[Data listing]
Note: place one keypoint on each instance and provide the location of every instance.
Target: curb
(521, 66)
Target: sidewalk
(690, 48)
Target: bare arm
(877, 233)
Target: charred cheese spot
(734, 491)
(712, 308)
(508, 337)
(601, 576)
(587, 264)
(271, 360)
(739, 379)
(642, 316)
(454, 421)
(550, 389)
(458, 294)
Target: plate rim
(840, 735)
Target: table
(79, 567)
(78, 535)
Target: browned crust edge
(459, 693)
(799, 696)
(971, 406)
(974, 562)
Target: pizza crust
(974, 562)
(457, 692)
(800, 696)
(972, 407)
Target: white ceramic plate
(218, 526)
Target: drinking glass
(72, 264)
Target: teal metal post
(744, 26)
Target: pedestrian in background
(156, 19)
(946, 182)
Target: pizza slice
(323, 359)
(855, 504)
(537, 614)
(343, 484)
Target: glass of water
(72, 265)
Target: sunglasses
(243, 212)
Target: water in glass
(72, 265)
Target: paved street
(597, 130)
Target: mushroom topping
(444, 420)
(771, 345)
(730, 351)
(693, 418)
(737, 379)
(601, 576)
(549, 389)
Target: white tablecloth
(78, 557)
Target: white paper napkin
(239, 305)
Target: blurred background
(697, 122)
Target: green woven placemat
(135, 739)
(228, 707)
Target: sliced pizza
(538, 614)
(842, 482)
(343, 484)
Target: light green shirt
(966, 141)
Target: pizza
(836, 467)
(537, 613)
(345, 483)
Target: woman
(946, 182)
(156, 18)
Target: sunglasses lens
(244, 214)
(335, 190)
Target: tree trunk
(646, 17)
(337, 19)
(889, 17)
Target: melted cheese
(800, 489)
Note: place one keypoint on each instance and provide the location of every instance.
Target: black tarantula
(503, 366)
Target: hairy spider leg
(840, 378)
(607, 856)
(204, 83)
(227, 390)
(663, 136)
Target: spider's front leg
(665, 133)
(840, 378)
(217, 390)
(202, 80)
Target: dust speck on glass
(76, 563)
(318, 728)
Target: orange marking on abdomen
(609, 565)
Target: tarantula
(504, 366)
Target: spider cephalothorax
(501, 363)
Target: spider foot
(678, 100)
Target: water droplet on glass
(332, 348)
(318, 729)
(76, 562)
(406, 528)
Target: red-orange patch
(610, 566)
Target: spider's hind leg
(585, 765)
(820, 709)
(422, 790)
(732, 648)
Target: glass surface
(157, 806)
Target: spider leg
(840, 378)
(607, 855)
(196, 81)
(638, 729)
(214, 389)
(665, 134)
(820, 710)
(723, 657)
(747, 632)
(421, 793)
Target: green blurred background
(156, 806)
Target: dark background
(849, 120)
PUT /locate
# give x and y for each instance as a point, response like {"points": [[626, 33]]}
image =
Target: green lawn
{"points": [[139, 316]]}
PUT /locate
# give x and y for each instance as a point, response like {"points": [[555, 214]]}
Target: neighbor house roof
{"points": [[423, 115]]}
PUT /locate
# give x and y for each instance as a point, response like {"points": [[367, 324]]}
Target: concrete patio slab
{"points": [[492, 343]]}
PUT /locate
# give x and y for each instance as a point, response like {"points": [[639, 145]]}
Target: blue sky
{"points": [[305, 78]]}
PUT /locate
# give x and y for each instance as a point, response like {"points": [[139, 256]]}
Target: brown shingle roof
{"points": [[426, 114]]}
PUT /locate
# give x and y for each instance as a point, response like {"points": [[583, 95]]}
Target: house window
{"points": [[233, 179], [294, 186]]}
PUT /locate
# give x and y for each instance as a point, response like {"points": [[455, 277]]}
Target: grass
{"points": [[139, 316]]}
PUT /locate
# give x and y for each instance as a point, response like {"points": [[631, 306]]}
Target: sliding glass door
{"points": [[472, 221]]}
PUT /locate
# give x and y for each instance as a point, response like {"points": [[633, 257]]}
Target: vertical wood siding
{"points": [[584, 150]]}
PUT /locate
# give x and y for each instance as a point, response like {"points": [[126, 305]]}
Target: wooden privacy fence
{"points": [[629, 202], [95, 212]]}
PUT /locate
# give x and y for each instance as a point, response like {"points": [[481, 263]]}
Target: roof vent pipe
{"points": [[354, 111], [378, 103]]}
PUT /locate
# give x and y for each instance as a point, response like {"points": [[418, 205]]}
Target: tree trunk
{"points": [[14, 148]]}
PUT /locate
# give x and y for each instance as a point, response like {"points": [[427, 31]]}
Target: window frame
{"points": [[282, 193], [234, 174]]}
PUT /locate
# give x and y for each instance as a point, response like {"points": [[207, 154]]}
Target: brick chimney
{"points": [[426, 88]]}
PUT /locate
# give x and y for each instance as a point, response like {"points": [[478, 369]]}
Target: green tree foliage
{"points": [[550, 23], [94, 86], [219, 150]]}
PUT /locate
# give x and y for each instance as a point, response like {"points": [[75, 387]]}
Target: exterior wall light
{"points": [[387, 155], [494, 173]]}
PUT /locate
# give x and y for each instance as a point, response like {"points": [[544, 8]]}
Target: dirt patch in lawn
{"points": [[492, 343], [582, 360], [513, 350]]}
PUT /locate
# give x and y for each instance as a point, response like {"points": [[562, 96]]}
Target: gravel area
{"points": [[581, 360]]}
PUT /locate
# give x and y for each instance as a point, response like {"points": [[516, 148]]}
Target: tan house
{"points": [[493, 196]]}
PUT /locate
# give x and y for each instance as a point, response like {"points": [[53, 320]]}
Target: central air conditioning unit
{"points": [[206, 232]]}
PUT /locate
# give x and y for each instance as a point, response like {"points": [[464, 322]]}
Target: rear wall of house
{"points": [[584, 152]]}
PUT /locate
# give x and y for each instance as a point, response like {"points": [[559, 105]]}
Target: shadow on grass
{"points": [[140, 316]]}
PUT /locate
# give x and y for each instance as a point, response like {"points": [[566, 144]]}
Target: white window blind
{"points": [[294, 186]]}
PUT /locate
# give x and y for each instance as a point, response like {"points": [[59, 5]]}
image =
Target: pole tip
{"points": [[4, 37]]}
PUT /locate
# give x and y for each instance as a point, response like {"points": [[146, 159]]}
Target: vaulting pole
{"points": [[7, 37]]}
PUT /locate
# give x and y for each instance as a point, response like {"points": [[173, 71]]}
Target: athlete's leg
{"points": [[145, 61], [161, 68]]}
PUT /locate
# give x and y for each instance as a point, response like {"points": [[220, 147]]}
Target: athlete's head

What to do: Retype the records above exactly.

Task solution:
Note: place one keypoint on each instance and provide the location of every instance.
Target: curb
(521, 66)
Target: sidewalk
(690, 48)
Target: bare arm
(877, 233)
Target: charred cheese spot
(734, 491)
(712, 308)
(508, 337)
(601, 576)
(587, 264)
(271, 360)
(739, 379)
(642, 316)
(454, 421)
(550, 389)
(458, 294)
Target: plate rim
(840, 735)
Target: table
(79, 567)
(78, 535)
Target: browned crust edge
(459, 693)
(799, 696)
(971, 406)
(974, 562)
Target: pizza crust
(974, 562)
(457, 692)
(800, 696)
(972, 407)
Target: white ceramic plate
(218, 526)
Target: drinking glass
(72, 264)
Target: teal metal post
(744, 26)
Target: pedestrian in background
(156, 19)
(946, 182)
Target: pizza slice
(323, 359)
(855, 504)
(537, 614)
(343, 484)
Target: glass of water
(72, 265)
Target: sunglasses
(243, 212)
Target: water in glass
(72, 265)
Target: paved street
(597, 130)
Target: mushroom topping
(444, 420)
(771, 345)
(730, 351)
(693, 418)
(737, 379)
(601, 576)
(549, 389)
Target: white tablecloth
(78, 557)
Target: white paper napkin
(239, 305)
Target: blurred background
(697, 122)
Target: green woven placemat
(135, 739)
(228, 707)
Target: sliced pizza
(538, 614)
(842, 482)
(343, 484)
Target: light green shirt
(966, 141)
Target: pizza
(836, 467)
(537, 613)
(345, 483)
Target: woman
(946, 182)
(156, 18)
Target: sunglasses lens
(244, 214)
(335, 190)
Target: tree trunk
(646, 17)
(337, 19)
(889, 17)
Target: melted cheese
(800, 489)
Note: place one keypoint on each instance and provide the location of every instance.
Target: black tarantula
(503, 366)
Target: hairy spider leg
(840, 378)
(607, 856)
(204, 83)
(227, 390)
(663, 136)
Target: spider's front leg
(665, 133)
(840, 378)
(217, 390)
(202, 80)
Target: dust speck on glass
(76, 563)
(318, 728)
Target: orange marking on abdomen
(609, 565)
Target: tarantula
(504, 366)
Target: spider cephalothorax
(501, 363)
Target: spider foot
(678, 100)
Target: water droplet on glass
(332, 348)
(318, 729)
(76, 562)
(406, 528)
Target: red-orange patch
(610, 566)
Target: spider's hind leg
(585, 765)
(820, 709)
(422, 790)
(732, 648)
Target: glass surface
(157, 806)
Target: spider leg
(840, 378)
(607, 855)
(196, 81)
(638, 729)
(214, 389)
(665, 134)
(820, 710)
(723, 657)
(747, 632)
(421, 793)
Target: green blurred background
(156, 806)
Target: dark background
(849, 120)
PUT /locate
# give x and y for each instance as a point, response like {"points": [[626, 33]]}
image =
Target: green lawn
{"points": [[139, 316]]}
PUT /locate
# give x and y for each instance as a point, response like {"points": [[555, 214]]}
Target: neighbor house roof
{"points": [[423, 115]]}
PUT /locate
# give x and y for each instance as a point, response like {"points": [[367, 324]]}
Target: concrete patio slab
{"points": [[492, 343]]}
PUT /locate
# give x and y for each instance as a point, response like {"points": [[639, 145]]}
Target: blue sky
{"points": [[305, 78]]}
PUT /locate
# give x and y for each instance as a point, response like {"points": [[139, 256]]}
Target: brown shingle roof
{"points": [[426, 114]]}
PUT /locate
# give x and y for each instance as a point, response like {"points": [[583, 95]]}
Target: house window
{"points": [[233, 179], [294, 186]]}
PUT /locate
# give x and y for each instance as a point, response like {"points": [[455, 277]]}
Target: grass
{"points": [[139, 316]]}
PUT /locate
# give x and y for each instance as a point, response like {"points": [[631, 306]]}
Target: sliding glass door
{"points": [[472, 221]]}
PUT /locate
# give x and y for each instance as a point, response like {"points": [[633, 257]]}
Target: vertical wood siding
{"points": [[584, 150]]}
PUT /locate
# give x and y for each instance as a point, response like {"points": [[126, 305]]}
Target: wooden privacy fence
{"points": [[629, 202], [95, 212]]}
PUT /locate
# give x and y for each instance as a point, response like {"points": [[481, 263]]}
Target: roof vent pipe
{"points": [[354, 111], [378, 103]]}
PUT /locate
# give x and y for each instance as a point, response like {"points": [[418, 205]]}
Target: tree trunk
{"points": [[14, 148]]}
PUT /locate
# give x and y for each instance as a point, response like {"points": [[427, 31]]}
Target: window frame
{"points": [[282, 193], [234, 174]]}
PUT /locate
# give x and y for each instance as a point, response like {"points": [[207, 154]]}
Target: brick chimney
{"points": [[426, 88]]}
PUT /locate
# give x and y for each instance as a point, response like {"points": [[478, 369]]}
Target: green tree foliage
{"points": [[550, 23], [94, 86], [219, 150]]}
PUT /locate
# give x and y for each instance as a point, response like {"points": [[75, 387]]}
Target: exterior wall light
{"points": [[387, 155], [494, 173]]}
PUT /locate
# give x and y for each instance as a point, response like {"points": [[544, 8]]}
Target: dirt patch in lawn
{"points": [[492, 343], [582, 360], [513, 350]]}
PUT /locate
# give x and y for each instance as a point, response like {"points": [[562, 96]]}
Target: gravel area
{"points": [[581, 360]]}
PUT /locate
# give x and y for each instance as a point, response like {"points": [[516, 148]]}
Target: tan house
{"points": [[493, 196]]}
PUT /locate
# give x and y for each instance as a point, response like {"points": [[53, 320]]}
Target: central air conditioning unit
{"points": [[206, 232]]}
PUT /locate
# give x and y for each instance as a point, response like {"points": [[464, 322]]}
Target: rear wall of house
{"points": [[584, 152]]}
PUT /locate
# give x and y for each instance as a point, response like {"points": [[559, 105]]}
Target: shadow on grass
{"points": [[140, 316]]}
PUT /locate
# give x and y for each instance as a point, response like {"points": [[566, 144]]}
Target: white window blind
{"points": [[294, 186]]}
PUT /locate
# give x and y for each instance as a point, response like {"points": [[59, 5]]}
image =
Target: pole tip
{"points": [[4, 37]]}
PUT /locate
# give x and y for each instance as a point, response like {"points": [[146, 159]]}
Target: vaulting pole
{"points": [[7, 37]]}
PUT /locate
# give x and y for each instance as a point, response like {"points": [[173, 71]]}
Target: athlete's leg
{"points": [[145, 61], [161, 68]]}
PUT /locate
# give x and y for each instance as a point, response like {"points": [[220, 147]]}
Target: athlete's head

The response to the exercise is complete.